**WHAT THE TASK REQUIRES:**
Retype every line from the one containing "Where can the leafy" through the last line of the records below, both included; leave out the pictures.

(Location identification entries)
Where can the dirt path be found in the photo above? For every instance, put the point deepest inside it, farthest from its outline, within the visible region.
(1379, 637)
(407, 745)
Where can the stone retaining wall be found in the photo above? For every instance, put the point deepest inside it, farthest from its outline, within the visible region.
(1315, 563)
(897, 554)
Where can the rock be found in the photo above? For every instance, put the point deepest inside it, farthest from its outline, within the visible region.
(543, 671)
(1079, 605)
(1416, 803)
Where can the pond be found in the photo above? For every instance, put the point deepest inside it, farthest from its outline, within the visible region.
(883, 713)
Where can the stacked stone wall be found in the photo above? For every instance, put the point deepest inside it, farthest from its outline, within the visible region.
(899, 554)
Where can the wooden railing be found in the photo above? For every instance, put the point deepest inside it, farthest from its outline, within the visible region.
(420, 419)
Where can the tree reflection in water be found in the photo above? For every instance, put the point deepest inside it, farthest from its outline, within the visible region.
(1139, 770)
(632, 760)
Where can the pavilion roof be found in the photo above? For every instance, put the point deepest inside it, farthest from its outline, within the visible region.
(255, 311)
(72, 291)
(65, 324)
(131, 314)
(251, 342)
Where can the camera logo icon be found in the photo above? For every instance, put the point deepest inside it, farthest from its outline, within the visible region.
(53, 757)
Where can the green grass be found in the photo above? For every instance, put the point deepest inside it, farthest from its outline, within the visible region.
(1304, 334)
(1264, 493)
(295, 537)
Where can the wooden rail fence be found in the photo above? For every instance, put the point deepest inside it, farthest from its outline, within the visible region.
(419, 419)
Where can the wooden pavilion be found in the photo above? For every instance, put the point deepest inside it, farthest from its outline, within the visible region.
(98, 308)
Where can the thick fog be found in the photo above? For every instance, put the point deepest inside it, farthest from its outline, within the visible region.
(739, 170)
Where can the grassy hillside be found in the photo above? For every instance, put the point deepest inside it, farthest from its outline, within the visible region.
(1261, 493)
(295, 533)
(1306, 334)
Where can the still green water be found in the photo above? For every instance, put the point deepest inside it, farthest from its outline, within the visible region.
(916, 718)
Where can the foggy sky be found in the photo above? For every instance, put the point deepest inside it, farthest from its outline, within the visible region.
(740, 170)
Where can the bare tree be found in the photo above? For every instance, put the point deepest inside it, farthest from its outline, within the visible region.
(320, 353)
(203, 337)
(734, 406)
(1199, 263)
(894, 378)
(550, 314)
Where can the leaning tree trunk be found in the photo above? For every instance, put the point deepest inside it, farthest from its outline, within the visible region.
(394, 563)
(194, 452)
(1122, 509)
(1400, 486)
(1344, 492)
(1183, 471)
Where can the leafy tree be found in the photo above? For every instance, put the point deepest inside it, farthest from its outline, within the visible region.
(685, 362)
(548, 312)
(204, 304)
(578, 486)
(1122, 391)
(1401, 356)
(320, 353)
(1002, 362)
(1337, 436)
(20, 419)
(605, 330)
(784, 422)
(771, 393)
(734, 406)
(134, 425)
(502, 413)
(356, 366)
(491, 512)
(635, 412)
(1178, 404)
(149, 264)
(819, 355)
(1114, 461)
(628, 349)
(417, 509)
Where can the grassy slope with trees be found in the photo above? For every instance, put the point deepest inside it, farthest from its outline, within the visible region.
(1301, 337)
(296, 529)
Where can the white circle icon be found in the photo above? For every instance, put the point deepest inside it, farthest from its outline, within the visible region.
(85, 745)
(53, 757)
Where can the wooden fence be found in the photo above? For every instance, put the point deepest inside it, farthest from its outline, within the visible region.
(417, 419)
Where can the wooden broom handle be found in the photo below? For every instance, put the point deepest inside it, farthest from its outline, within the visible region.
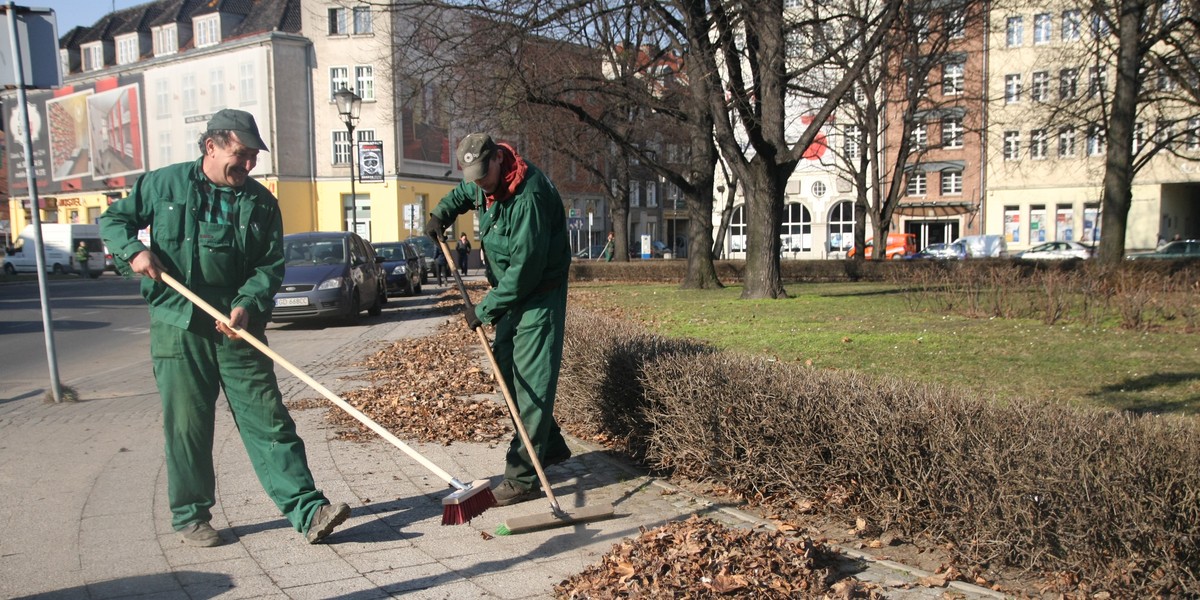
(312, 383)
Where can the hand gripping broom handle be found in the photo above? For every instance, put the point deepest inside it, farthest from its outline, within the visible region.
(504, 387)
(312, 383)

**THE COMPLETED TASK:**
Where can the leafy tree be found in the photo above? For every instance, put the point deepest inside it, farthest from its outline, within the visible region.
(685, 362)
(548, 312)
(204, 304)
(578, 486)
(1122, 391)
(1401, 356)
(320, 353)
(1002, 362)
(1337, 436)
(20, 419)
(605, 330)
(784, 422)
(771, 393)
(734, 406)
(134, 425)
(502, 413)
(356, 366)
(491, 512)
(635, 412)
(1178, 404)
(149, 264)
(819, 355)
(1114, 461)
(628, 349)
(417, 509)
Where can the grassy slope with trees be found in the photo above? For every instance, put the point deepest inside it, farthest from its outline, within the visible region.
(1301, 337)
(296, 529)
Where can the white circle icon be found in the photo above? For every instance, put the point deepest inside it, farthest from its outline, within the visible region.
(85, 745)
(53, 757)
Where can the wooden fence be found in the photo above? For every instance, put the point deepest inside it, farthest from its outline, within the visible region.
(417, 419)
Where can the wooden broom handle be found in the photo below? For every instance, put the point deepest inside it, farthest from its outline, within the visible region.
(312, 383)
Where can the hand gripping broom handle be found in the photo above? For every instance, put the point deepest inside it, farthest from its outline, within the visible region.
(504, 387)
(312, 383)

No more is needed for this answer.